» TEXT FOR ANALYSIS:

Lydia and Ayesha are deeply committed to creating places where young people can fall in love with learning. However, their students are experiencing a mental health crisis in a country that continues to put Band-Aids on the issues instead of making real changes. Their schools have seen a post-pandemic influx of mental health professionals and supports, which have given students needed opportunities to talk and try to learn to regulate their emotions. However, those successes are never part of how their schools are judged. Scores on standardized tests are still the only measure that seems to count.

As the long-term consequences of the pandemic become ever clearer, we believe it is critical to listen to educators’ experiences to develop solutions that will, finally, once-and-for-all ensure that the optimistic rhetoric of schooling matches the on-the-ground reality.

Lydia’s story: Getting at the root problem

I am an elementary school principal at a public school in rural Vermont. I show up to work every day because I believe education is a fundamental right, and I want every student to see school as a place where they fall in love with learning.

» ACTIVITY: Continue the text on students' mental health and school accountability, starting after its last sentence. The records have nothing to do with the text about Lydia and Ayesha's schools.

» MATERIAL PROVIDED:
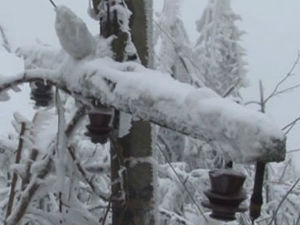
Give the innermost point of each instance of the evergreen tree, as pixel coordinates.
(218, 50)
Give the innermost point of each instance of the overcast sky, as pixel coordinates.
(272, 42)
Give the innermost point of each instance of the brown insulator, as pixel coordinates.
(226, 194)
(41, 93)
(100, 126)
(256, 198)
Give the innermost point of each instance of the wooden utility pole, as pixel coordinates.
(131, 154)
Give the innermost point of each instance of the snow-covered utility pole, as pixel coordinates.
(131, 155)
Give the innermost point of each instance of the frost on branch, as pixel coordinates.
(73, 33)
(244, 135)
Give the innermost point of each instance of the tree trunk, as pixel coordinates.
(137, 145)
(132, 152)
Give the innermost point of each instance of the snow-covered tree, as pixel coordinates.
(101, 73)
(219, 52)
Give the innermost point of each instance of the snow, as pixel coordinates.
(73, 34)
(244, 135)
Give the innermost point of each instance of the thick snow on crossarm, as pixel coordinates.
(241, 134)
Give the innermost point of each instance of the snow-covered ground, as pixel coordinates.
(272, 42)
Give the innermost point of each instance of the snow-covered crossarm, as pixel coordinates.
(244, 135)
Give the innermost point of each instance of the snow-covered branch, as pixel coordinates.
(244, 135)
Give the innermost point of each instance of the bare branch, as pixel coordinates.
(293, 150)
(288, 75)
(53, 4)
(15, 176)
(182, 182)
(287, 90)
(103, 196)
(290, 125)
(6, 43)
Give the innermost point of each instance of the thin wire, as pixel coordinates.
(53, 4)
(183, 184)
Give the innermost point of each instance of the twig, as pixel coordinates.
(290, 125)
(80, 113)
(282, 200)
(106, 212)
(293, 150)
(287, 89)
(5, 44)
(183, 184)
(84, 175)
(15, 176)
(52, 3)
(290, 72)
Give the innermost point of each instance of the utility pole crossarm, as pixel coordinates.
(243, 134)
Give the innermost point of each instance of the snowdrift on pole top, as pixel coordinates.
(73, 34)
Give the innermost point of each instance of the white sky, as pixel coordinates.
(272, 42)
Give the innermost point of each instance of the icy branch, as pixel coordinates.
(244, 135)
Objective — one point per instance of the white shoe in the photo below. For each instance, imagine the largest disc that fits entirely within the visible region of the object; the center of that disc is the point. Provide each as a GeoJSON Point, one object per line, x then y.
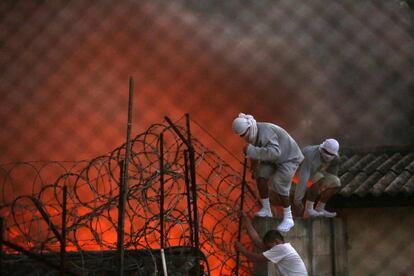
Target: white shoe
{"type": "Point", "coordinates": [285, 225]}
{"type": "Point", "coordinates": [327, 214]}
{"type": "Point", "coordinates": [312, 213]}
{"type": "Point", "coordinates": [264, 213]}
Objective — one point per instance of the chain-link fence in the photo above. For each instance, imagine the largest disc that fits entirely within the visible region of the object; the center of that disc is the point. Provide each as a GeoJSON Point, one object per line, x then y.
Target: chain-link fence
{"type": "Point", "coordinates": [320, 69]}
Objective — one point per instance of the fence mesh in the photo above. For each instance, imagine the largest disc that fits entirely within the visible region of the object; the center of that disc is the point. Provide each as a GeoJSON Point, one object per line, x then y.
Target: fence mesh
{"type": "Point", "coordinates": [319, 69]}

--

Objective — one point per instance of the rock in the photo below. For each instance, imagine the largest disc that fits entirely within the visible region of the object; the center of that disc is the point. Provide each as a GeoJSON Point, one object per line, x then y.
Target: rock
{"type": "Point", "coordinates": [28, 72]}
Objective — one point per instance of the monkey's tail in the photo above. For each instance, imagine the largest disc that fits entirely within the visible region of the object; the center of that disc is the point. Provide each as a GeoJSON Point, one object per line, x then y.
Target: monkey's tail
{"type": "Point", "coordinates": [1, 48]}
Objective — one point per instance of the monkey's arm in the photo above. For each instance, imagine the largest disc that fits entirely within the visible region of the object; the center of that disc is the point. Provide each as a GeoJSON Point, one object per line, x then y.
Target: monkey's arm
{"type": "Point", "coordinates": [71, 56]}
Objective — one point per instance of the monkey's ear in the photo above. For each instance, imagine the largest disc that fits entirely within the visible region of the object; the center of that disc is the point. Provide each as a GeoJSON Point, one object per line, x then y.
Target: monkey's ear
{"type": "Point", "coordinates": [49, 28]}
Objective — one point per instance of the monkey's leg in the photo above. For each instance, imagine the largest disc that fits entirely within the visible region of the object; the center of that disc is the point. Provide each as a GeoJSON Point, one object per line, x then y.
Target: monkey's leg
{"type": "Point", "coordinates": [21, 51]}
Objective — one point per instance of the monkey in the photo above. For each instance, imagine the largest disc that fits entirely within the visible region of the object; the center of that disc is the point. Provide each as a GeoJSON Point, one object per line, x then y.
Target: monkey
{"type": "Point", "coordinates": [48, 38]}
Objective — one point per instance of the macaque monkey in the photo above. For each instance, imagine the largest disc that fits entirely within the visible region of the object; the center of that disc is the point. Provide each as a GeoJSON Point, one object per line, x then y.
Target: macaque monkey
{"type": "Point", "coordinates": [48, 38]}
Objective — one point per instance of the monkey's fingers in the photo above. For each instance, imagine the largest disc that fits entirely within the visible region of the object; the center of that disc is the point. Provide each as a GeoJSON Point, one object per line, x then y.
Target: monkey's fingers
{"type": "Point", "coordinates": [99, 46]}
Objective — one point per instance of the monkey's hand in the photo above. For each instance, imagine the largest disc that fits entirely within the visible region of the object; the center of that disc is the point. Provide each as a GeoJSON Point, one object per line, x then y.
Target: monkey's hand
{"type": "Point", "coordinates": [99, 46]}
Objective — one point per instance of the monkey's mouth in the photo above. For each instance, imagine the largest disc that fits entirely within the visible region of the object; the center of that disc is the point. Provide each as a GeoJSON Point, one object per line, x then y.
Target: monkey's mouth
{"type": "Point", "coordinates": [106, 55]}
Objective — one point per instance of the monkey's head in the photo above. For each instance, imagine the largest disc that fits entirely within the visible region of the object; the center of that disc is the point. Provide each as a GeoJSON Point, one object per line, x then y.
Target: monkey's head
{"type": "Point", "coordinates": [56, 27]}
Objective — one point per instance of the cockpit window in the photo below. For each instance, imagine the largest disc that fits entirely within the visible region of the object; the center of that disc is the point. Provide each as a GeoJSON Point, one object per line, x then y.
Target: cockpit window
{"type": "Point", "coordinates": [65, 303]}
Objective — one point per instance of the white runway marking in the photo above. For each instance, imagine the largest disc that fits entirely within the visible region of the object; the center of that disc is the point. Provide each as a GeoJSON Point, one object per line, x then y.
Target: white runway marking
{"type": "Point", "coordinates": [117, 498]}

» RESULT OF THIS TASK:
During the pandemic, we had to rethink our preK program because the behavioral issues that had been challenging before the pandemic had only gotten worse. We tried having classes of 10 with a classroom teacher and two assistant teachers, but students and adults were still getting hurt daily. In 2021-22, we opened a third preK classroom in the middle of the year so we could have three classes of around six students each. The needs kept increasing, so we had to adapt again. Currently, I have one class of 10 students with a classroom teacher and three 1-to-1 paraeducators. That’s almost a 2-to-1 ratio! Still, I have students being carried out of the room because they are too agitated to stay and learn. One young child’s behavior was becoming unsafe because he has nightmares about a gun violence incident he witnessed involving his father. We increased his naptime to help with the immediate problem, but we know that’s not enough. Another student in that same class keeps telling her peers in great detail that she’s going to fatally wound her family and run away. These are four-year-olds.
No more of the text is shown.